Please copy out the entries from the line with "Target: offshore rock" through the end of the entries, both ends included, substituting "Coordinates" for every "Points" and leaving all else unchanged.

(Dataset excerpts on object pointing)
● ● ● ● ● ● ●

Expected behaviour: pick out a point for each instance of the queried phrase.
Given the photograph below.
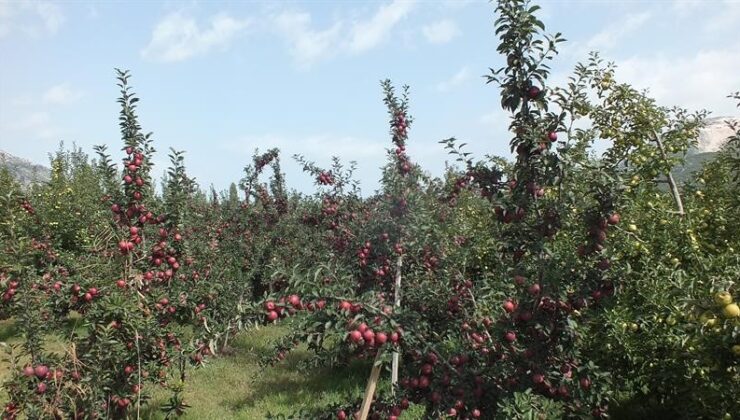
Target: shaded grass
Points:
(236, 387)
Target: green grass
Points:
(235, 387)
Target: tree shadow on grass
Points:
(287, 385)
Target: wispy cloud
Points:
(462, 76)
(61, 94)
(33, 126)
(368, 34)
(306, 44)
(725, 19)
(309, 45)
(701, 80)
(178, 37)
(684, 8)
(31, 18)
(612, 34)
(440, 32)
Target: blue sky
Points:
(219, 79)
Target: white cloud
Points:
(684, 8)
(725, 19)
(34, 126)
(178, 37)
(307, 45)
(440, 32)
(612, 34)
(61, 94)
(702, 80)
(32, 18)
(368, 34)
(462, 76)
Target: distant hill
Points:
(692, 164)
(24, 171)
(711, 138)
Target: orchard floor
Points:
(235, 387)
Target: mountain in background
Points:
(24, 171)
(711, 139)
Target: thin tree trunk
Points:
(671, 181)
(397, 304)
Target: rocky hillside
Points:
(24, 171)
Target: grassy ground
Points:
(235, 387)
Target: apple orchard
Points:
(560, 283)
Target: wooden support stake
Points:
(367, 401)
(396, 355)
(671, 182)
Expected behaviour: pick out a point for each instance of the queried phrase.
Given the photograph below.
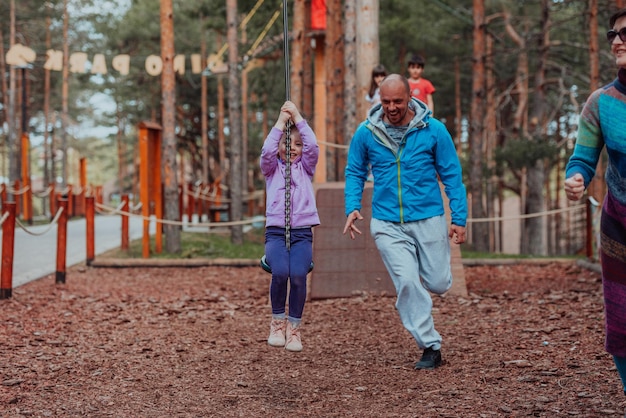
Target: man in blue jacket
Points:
(409, 153)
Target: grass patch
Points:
(201, 245)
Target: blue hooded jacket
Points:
(406, 181)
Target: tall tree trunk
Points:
(368, 51)
(480, 230)
(298, 46)
(46, 113)
(64, 95)
(169, 151)
(204, 108)
(334, 87)
(234, 119)
(14, 157)
(538, 124)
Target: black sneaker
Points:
(430, 359)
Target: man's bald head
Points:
(394, 79)
(395, 96)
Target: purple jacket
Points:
(303, 207)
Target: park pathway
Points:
(35, 255)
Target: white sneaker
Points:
(277, 333)
(294, 341)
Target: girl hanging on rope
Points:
(289, 263)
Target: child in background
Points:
(421, 88)
(373, 95)
(289, 266)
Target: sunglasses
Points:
(612, 34)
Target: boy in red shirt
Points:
(421, 88)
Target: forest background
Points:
(511, 79)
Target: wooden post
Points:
(125, 208)
(90, 214)
(83, 187)
(18, 199)
(150, 182)
(27, 213)
(70, 201)
(8, 245)
(589, 229)
(53, 200)
(191, 202)
(62, 241)
(144, 190)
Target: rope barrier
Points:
(50, 225)
(18, 192)
(43, 194)
(110, 210)
(333, 145)
(526, 216)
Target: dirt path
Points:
(191, 342)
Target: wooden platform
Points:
(345, 267)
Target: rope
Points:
(287, 130)
(333, 145)
(45, 193)
(50, 225)
(109, 210)
(528, 215)
(18, 192)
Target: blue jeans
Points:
(417, 257)
(288, 267)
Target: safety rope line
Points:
(100, 208)
(528, 215)
(43, 194)
(50, 225)
(333, 145)
(18, 191)
(287, 130)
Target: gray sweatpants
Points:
(417, 257)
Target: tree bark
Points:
(535, 203)
(368, 51)
(234, 119)
(168, 144)
(480, 230)
(334, 87)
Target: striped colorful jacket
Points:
(603, 123)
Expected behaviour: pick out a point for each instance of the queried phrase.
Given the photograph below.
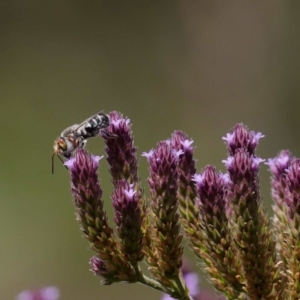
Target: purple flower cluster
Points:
(221, 216)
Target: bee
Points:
(76, 136)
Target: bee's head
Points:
(60, 145)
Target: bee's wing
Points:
(69, 130)
(85, 121)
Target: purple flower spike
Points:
(242, 166)
(216, 247)
(186, 189)
(210, 186)
(92, 217)
(279, 167)
(128, 218)
(164, 251)
(292, 197)
(121, 153)
(241, 137)
(251, 228)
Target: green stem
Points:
(181, 290)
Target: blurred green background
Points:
(199, 66)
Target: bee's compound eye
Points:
(62, 144)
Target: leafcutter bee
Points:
(76, 136)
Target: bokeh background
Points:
(198, 66)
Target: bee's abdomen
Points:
(93, 126)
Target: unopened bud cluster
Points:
(245, 254)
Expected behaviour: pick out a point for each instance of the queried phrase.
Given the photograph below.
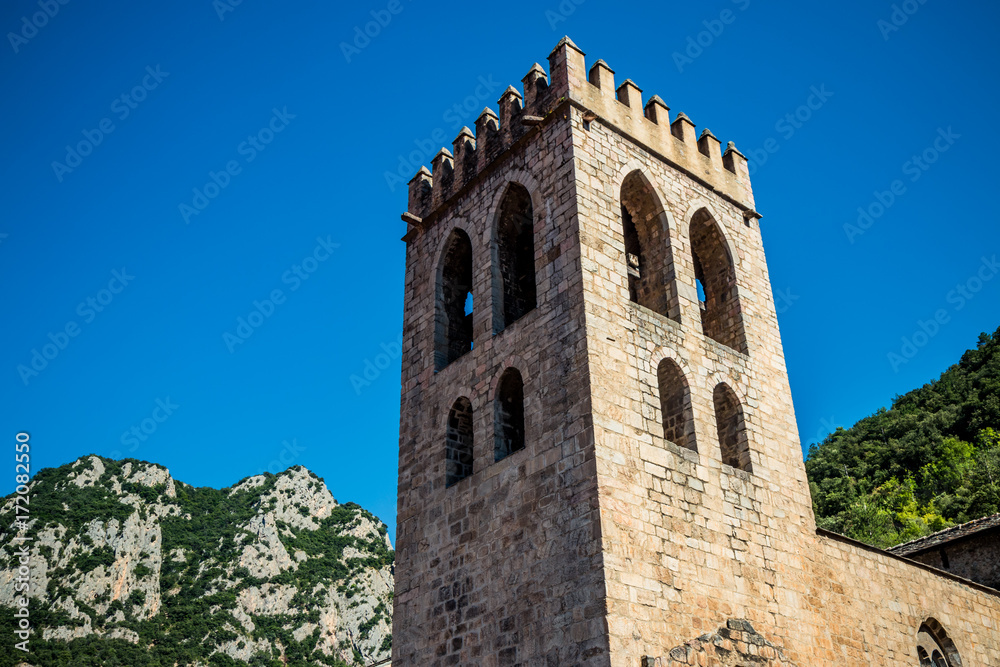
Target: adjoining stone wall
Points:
(976, 558)
(690, 542)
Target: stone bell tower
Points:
(598, 453)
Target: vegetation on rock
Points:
(143, 571)
(930, 461)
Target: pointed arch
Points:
(648, 256)
(452, 318)
(934, 647)
(515, 291)
(675, 405)
(715, 275)
(458, 442)
(731, 426)
(509, 414)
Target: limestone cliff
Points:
(130, 567)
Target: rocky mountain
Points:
(130, 567)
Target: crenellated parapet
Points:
(593, 92)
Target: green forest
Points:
(199, 588)
(930, 461)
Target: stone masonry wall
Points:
(976, 557)
(690, 543)
(503, 567)
(601, 543)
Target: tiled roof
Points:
(947, 535)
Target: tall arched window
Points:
(675, 405)
(516, 293)
(458, 442)
(935, 648)
(648, 259)
(452, 317)
(721, 315)
(732, 428)
(509, 414)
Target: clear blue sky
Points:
(344, 118)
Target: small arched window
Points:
(648, 258)
(675, 405)
(458, 442)
(452, 315)
(515, 294)
(732, 428)
(509, 414)
(715, 275)
(934, 647)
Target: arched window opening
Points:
(509, 414)
(675, 405)
(648, 258)
(721, 314)
(934, 647)
(453, 313)
(732, 429)
(515, 258)
(458, 442)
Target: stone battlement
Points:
(594, 93)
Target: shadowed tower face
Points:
(593, 456)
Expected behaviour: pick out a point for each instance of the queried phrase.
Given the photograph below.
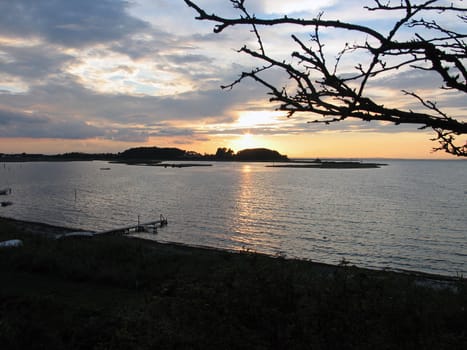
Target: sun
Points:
(245, 141)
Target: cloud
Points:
(14, 123)
(32, 62)
(69, 23)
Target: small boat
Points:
(5, 191)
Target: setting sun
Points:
(245, 141)
(259, 118)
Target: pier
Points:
(150, 226)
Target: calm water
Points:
(408, 215)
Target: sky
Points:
(103, 76)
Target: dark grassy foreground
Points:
(121, 293)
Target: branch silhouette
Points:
(319, 87)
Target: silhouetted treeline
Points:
(153, 154)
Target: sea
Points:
(406, 215)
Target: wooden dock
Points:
(150, 226)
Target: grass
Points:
(121, 293)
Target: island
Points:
(179, 158)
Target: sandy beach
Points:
(118, 292)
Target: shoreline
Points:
(114, 292)
(51, 231)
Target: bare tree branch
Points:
(320, 87)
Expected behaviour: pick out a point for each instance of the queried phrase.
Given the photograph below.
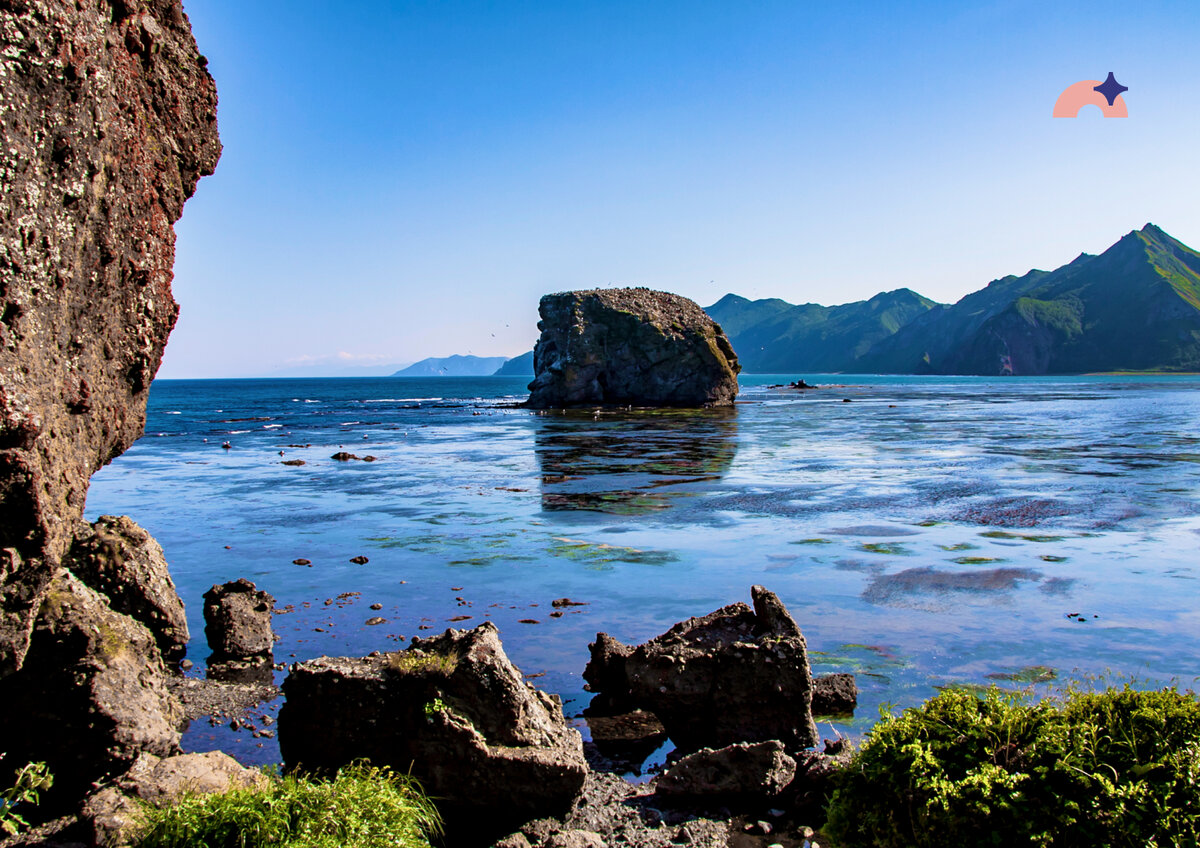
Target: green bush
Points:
(361, 807)
(1115, 768)
(28, 783)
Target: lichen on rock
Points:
(630, 347)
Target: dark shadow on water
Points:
(631, 462)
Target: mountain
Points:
(1134, 307)
(773, 336)
(454, 366)
(517, 366)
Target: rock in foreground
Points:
(630, 347)
(455, 713)
(735, 675)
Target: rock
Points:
(744, 771)
(735, 675)
(238, 621)
(91, 695)
(124, 563)
(453, 711)
(834, 695)
(113, 812)
(100, 146)
(630, 347)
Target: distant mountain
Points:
(517, 366)
(454, 366)
(1134, 307)
(772, 336)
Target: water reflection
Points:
(631, 462)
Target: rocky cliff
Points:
(108, 120)
(630, 347)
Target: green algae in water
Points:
(887, 548)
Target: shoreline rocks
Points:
(630, 347)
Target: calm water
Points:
(930, 531)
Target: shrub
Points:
(29, 781)
(361, 807)
(1115, 768)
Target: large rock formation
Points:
(108, 119)
(455, 713)
(630, 347)
(738, 674)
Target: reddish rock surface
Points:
(108, 120)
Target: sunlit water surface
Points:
(929, 531)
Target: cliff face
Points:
(630, 347)
(108, 120)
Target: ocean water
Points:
(924, 531)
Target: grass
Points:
(1113, 768)
(360, 807)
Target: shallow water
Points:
(930, 531)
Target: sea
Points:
(925, 531)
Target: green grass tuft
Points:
(361, 807)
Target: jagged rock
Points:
(113, 812)
(91, 695)
(124, 563)
(238, 621)
(744, 771)
(735, 675)
(834, 695)
(455, 713)
(107, 122)
(630, 347)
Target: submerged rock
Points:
(238, 621)
(455, 713)
(91, 695)
(630, 347)
(738, 674)
(107, 122)
(124, 563)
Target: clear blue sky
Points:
(406, 179)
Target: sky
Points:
(403, 180)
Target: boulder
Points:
(834, 695)
(630, 347)
(113, 812)
(451, 710)
(739, 674)
(107, 122)
(125, 564)
(91, 696)
(238, 621)
(747, 771)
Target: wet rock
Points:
(113, 813)
(99, 148)
(744, 771)
(834, 695)
(630, 347)
(455, 713)
(91, 695)
(124, 563)
(238, 621)
(738, 674)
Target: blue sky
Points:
(406, 179)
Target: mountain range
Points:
(1134, 307)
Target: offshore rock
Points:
(455, 713)
(107, 122)
(123, 561)
(238, 621)
(738, 674)
(91, 695)
(630, 347)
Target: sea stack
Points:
(630, 347)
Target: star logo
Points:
(1105, 95)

● ● ● ● ● ● ●

> _The result_
Target: offshore rock
Coordinates:
(455, 713)
(107, 122)
(123, 561)
(238, 621)
(738, 674)
(91, 695)
(630, 347)
Target: sea stack
Coordinates:
(630, 347)
Target: star logo
Coordinates:
(1105, 95)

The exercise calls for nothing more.